THE PROBLEM
Needed from the data below: all lines that contain the word "tree".

*** DATA EXTRACT ***

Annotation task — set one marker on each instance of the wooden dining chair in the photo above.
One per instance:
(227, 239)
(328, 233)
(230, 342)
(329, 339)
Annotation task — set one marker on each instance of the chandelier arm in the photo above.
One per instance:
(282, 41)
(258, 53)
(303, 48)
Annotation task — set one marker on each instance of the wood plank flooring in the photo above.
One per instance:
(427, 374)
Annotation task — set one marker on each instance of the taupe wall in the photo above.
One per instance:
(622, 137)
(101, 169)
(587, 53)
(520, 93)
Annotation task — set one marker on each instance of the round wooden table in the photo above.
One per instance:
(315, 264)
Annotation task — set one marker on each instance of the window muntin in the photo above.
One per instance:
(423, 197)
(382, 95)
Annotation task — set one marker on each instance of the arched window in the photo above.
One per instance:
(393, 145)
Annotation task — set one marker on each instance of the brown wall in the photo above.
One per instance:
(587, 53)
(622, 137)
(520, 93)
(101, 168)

*** End of DATA EXTRACT ***
*** DATA EXTRACT ***

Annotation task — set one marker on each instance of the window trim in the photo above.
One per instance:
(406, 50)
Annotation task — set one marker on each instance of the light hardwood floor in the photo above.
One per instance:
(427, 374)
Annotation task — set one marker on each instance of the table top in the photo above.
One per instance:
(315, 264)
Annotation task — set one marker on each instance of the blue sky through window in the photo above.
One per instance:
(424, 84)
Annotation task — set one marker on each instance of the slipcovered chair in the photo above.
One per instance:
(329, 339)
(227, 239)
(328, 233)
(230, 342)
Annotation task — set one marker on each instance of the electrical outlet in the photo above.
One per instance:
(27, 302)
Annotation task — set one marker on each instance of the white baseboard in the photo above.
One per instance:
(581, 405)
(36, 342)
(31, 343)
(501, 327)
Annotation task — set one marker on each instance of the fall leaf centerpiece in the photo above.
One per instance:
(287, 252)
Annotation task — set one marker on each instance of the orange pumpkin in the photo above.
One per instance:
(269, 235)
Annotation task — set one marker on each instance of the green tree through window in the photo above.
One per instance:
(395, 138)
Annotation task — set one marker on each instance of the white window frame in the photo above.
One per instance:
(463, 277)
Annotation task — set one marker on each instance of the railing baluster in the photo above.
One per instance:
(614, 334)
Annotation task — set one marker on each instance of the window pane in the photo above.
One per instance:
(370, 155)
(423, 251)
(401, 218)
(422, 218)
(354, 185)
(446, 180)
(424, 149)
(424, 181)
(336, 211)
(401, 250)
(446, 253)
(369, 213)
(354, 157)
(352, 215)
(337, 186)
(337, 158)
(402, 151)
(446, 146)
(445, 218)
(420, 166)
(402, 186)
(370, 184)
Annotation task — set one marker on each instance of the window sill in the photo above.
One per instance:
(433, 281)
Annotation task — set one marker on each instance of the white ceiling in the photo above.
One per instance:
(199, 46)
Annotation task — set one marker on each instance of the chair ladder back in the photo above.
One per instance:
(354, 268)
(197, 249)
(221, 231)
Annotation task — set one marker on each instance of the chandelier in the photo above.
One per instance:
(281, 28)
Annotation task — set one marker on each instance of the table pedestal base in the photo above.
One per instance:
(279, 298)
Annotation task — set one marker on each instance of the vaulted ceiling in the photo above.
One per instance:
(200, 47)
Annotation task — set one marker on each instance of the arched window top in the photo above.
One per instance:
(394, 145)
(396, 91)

*** End of DATA EXTRACT ***
*** DATA EXTRACT ***

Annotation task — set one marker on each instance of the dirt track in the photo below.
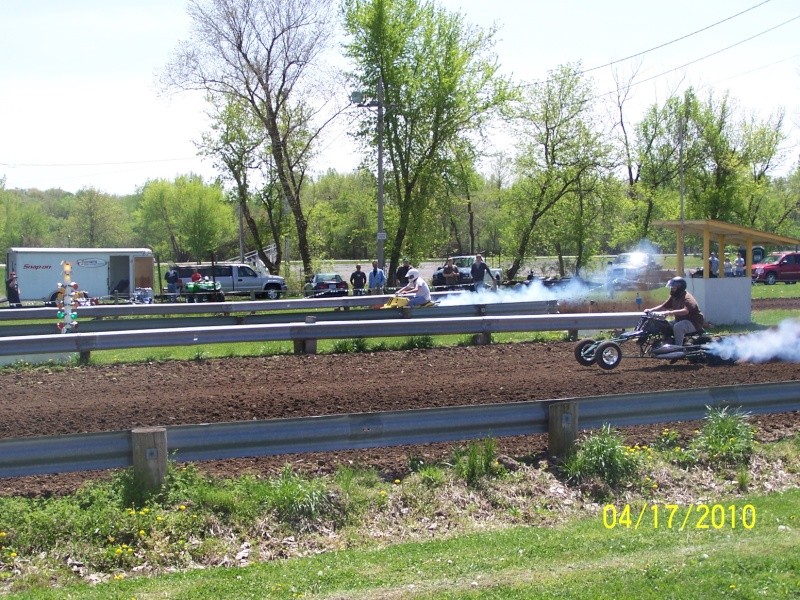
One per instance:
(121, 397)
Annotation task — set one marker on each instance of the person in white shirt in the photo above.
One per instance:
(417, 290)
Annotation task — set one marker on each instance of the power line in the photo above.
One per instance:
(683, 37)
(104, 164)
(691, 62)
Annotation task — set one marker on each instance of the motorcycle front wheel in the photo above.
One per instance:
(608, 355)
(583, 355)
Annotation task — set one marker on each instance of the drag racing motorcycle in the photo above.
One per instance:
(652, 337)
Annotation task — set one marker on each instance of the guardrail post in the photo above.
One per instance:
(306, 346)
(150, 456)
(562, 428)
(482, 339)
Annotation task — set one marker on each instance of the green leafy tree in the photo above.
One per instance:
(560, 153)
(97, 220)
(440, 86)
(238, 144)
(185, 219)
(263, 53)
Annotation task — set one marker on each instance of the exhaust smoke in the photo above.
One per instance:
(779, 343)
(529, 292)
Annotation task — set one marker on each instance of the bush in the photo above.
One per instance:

*** End of DATA EXTRACT ***

ANSWER FOR THIS EXERCISE
Annotation task — set one marker on each instance of the green tree through window in the photo above.
Annotation task — set one marker on each instance of the green leafy tree in the photo above.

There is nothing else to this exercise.